Based on Andrew Hodges' biography of Turing, the film moves between Turing's early days in school and his work at Bletchley Park in World War II. The film depicts him as both a genius, and as socially inept and awkward. One of the school scenes shows him talking with a friend about codes. As the friend explains what the code book is about Turing asks how that is different from talking, which he felt was difficult to decipher because people never say what they actually mean. As Turing grows up in the film, he seems to alternate between being the Asperger-ish nerd and the clever genius. Sometimes the film is a bit simplistic in its character psychology but at least it makes an attempt to create Turing as a flesh and blood character rather than a one-dimensional historic figure whose fate seems set from the start.

And that's why "The Imitation Game" succeeds where the other true life inspired films this holiday season fail. Director Morten Tyldum and screenwriter Graham Moore try to make the characters and their situation real in "The Imitation Game." We come to see Turing, Clarke, and the other team members as fallible and vulnerable, which allows the film to build dramatic tension in a way that "Unbroken" doesn't. In "Unbroken," director Jolie never lets us doubt that Zamperini will survive and triumph over all odds, his fate is written from the beginning. But in "The Imitation Game," we are riveted by the story, feel the urgency of what Turing is doing, and worry if he will succeed even though we know the outcome in advance.

(Pointing dataset records)
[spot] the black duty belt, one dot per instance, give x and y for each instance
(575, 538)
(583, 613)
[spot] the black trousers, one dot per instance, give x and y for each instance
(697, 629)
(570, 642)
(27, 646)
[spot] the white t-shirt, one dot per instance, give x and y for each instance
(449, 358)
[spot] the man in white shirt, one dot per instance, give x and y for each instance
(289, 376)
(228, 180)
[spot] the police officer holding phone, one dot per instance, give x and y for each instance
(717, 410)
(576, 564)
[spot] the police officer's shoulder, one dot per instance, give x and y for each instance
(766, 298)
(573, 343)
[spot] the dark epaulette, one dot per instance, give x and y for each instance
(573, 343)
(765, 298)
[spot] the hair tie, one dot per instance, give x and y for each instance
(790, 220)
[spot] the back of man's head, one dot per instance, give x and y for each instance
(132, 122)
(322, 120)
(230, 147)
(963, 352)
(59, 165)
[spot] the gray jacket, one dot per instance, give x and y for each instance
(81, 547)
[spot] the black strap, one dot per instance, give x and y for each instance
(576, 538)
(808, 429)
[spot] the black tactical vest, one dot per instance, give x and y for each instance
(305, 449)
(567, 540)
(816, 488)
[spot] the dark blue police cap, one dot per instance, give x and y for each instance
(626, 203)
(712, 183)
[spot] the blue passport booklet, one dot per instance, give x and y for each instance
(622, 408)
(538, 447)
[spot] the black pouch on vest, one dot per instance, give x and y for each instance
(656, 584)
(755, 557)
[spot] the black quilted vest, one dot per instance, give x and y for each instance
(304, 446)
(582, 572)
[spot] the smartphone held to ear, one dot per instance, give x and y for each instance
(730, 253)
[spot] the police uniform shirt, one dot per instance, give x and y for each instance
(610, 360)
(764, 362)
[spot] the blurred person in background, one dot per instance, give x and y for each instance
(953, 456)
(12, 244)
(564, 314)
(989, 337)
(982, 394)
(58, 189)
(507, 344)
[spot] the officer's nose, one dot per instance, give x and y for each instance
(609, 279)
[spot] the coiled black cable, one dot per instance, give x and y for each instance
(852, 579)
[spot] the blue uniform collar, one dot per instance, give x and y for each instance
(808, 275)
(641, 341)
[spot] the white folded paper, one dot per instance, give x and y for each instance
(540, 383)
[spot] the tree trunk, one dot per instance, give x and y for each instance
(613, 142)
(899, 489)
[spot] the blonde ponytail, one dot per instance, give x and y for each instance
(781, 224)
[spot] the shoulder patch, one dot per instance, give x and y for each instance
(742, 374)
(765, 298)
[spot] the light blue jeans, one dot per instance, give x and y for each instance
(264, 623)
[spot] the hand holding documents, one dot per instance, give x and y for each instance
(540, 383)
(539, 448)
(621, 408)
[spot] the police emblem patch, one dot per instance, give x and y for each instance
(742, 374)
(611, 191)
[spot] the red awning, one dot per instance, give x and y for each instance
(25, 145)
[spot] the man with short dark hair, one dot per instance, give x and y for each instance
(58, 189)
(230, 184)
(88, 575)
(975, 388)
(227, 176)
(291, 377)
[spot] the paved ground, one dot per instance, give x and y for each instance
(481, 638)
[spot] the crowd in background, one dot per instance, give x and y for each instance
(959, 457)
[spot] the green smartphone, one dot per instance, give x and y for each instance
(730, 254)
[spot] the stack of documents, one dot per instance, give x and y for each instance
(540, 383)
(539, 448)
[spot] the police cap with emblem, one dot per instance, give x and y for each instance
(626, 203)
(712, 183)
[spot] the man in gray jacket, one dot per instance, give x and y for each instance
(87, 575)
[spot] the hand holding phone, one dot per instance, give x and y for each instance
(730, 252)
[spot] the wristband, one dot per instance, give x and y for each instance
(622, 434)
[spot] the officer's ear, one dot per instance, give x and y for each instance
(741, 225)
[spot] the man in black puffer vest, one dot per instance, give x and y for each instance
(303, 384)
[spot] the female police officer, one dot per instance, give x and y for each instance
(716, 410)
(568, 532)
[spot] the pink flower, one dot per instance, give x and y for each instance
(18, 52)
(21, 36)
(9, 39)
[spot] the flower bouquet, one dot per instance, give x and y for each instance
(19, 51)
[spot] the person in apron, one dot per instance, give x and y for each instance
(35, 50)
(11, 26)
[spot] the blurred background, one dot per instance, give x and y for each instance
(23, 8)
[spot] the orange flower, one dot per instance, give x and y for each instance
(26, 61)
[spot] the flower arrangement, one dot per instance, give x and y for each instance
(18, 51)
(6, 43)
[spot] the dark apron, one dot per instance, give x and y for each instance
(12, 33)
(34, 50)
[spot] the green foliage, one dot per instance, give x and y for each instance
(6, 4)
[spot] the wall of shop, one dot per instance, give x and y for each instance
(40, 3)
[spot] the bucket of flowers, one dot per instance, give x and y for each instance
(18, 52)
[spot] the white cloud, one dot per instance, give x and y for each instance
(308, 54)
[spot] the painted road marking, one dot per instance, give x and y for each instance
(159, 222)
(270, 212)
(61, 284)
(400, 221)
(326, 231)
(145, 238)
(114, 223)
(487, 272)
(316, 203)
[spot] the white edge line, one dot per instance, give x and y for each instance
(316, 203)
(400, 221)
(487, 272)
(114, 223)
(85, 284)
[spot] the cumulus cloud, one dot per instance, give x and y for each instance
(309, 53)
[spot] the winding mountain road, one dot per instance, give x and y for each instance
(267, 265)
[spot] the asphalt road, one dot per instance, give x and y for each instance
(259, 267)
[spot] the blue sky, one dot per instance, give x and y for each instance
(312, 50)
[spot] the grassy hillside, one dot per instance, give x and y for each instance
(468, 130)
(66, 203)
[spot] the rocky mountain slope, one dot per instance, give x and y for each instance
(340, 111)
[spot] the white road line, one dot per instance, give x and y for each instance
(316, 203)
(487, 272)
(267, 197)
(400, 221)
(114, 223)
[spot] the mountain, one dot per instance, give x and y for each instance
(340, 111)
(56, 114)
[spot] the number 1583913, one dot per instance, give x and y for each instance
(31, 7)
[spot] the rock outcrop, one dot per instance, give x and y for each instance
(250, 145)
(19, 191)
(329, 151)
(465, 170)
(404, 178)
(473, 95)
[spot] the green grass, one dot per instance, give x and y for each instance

(WHAT TO WORK ON)
Reproduce the portion of the film review starting at "Based on Andrew" and ending at "from the start.".

(COMPLETE ANSWER)
Based on Andrew Hodges' biography of Turing, the film moves between Turing's early days in school and his work at Bletchley Park in World War II. The film depicts him as both a genius, and as socially inept and awkward. One of the school scenes shows him talking with a friend about codes. As the friend explains what the code book is about Turing asks how that is different from talking, which he felt was difficult to decipher because people never say what they actually mean. As Turing grows up in the film, he seems to alternate between being the Asperger-ish nerd and the clever genius. Sometimes the film is a bit simplistic in its character psychology but at least it makes an attempt to create Turing as a flesh and blood character rather than a one-dimensional historic figure whose fate seems set from the start.